To do: Your response should consist of the entries below, reproduced exactly and without their images.

(Natural language region descriptions)
******************************
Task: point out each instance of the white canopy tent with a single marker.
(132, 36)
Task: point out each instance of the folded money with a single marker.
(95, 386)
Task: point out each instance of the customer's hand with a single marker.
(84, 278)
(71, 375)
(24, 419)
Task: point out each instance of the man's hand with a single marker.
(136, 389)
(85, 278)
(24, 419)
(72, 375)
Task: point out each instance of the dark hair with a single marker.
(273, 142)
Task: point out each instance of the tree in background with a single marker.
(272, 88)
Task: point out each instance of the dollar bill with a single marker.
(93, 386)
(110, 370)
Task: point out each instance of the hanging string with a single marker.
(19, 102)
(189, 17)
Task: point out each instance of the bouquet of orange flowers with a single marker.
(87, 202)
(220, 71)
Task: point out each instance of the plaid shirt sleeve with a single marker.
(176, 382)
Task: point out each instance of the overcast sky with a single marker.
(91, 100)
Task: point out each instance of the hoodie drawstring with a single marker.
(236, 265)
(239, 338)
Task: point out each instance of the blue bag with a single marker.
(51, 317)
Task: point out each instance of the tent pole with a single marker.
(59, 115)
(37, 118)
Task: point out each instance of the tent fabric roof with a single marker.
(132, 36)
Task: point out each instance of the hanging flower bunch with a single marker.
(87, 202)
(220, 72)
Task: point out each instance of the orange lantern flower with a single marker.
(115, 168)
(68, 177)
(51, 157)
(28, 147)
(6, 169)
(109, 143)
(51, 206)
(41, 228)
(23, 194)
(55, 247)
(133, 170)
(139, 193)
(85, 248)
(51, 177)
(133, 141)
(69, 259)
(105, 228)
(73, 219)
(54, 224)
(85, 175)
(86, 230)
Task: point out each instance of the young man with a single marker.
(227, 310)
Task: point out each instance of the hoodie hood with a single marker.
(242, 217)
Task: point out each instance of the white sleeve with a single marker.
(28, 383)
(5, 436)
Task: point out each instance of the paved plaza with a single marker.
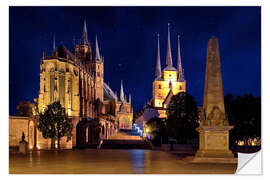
******************************
Exercise output:
Task: point out each instance of the white canopy tent with a single marker.
(132, 36)
Task: point out each instance of the folded money with a single marker.
(95, 386)
Task: point out each instance of the customer's hand with a single marker.
(84, 278)
(71, 375)
(24, 419)
Task: point out each instance of the man's hand with a single marker.
(136, 389)
(85, 278)
(24, 419)
(72, 375)
Task: point out each instance of the dark hair with a single marker.
(273, 142)
Task: point out each instance of the tree in background with a single marker.
(272, 88)
Task: point out each instance of the dollar bill with a single marker.
(93, 386)
(110, 370)
Task: point out each instance of the hanging string with a single marker.
(19, 102)
(189, 17)
Task: point out each instance of the bouquet of orange flowers with a single marker.
(87, 202)
(220, 71)
Task: point out each instance of the plaid shirt sleeve with a single marker.
(176, 382)
Task: point out each instance of the overcast sky with a single marker.
(91, 100)
Task: point out each instance of the hoodie drawstring with a single marker.
(236, 265)
(239, 338)
Task: point out each instance of the blue bag with a single marker.
(51, 317)
Task: point out each instance of the tent pole with a single marker.
(59, 115)
(37, 118)
Task: point out each instance of the tent fabric roof with a single marker.
(132, 36)
Task: point out each instance of the hanging flower bunch with a single marker.
(87, 202)
(220, 72)
Task: point out each instance of the orange lantern flower with a single marker.
(115, 168)
(68, 177)
(51, 157)
(28, 147)
(6, 169)
(109, 143)
(51, 206)
(41, 228)
(23, 194)
(55, 247)
(133, 170)
(139, 193)
(85, 248)
(51, 177)
(133, 141)
(69, 259)
(105, 228)
(73, 219)
(54, 224)
(85, 175)
(86, 230)
Task: point out each instance of the young man with a single marker.
(227, 310)
Task: point out each instance of the hoodie hood with a single marker.
(242, 217)
Task: point out each instance of the white sleeve with a single marker.
(28, 383)
(5, 436)
Task: point out each instance of the paved plaza with a single marker.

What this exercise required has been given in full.